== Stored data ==
BEGIN

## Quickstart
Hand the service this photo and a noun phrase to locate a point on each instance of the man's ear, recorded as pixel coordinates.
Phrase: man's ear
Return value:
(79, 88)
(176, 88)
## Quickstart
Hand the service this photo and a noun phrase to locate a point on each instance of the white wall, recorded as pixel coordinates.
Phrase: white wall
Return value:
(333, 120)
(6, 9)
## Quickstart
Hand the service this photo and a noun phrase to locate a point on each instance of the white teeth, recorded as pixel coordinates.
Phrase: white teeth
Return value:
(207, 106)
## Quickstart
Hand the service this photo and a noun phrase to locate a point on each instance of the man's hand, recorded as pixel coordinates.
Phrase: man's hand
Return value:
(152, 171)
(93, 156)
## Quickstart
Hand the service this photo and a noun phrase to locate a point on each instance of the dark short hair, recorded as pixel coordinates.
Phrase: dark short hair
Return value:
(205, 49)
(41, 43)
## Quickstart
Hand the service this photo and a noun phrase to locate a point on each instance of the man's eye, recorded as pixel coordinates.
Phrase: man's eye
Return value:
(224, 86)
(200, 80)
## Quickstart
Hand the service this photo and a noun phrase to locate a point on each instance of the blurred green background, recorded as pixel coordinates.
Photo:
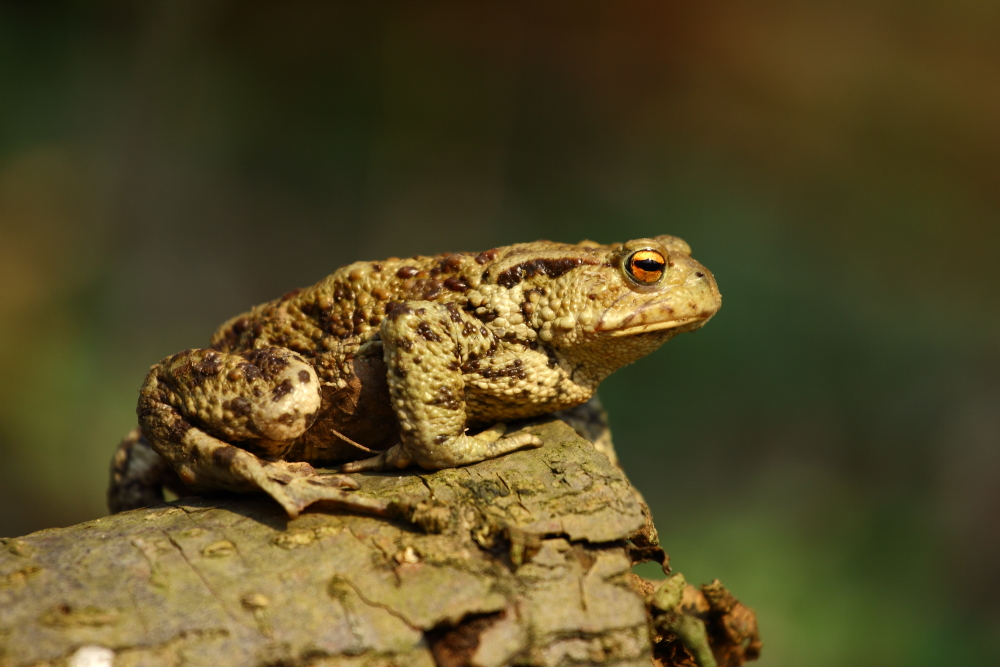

END

== EXERCISE BRIEF ==
Once the line containing "Phrase: white teeth" is found in the records above, it and every line after it up to the last must be repeated exactly, without pictures.

== REPLY ==
Phrase: white teeth
Return value:
(207, 106)
## Quickstart
Hand the service this photo and a noun phrase to locate a point on each instance of the man's hand, recorded as pixel coordinates.
Phrase: man's hand
Return value:
(152, 171)
(93, 156)
## Quickstart
Hand the service this photo and a noun phrase to locate a point on each instance of the dark short hair, recorded as pixel coordinates.
Phrase: dark short hair
Return value:
(205, 49)
(41, 43)
## Quickstart
Hand the service this photo and a noun phrase to locate a point on each instance of the man's eye, recorded as pixel coordinates.
Phrase: man's eye
Return value:
(224, 86)
(200, 80)
## Quickstart
Hand the service this photo and a noun phrase to locate a point on each instance of the blurred green background, recorded as pixel coordinates.
Photo:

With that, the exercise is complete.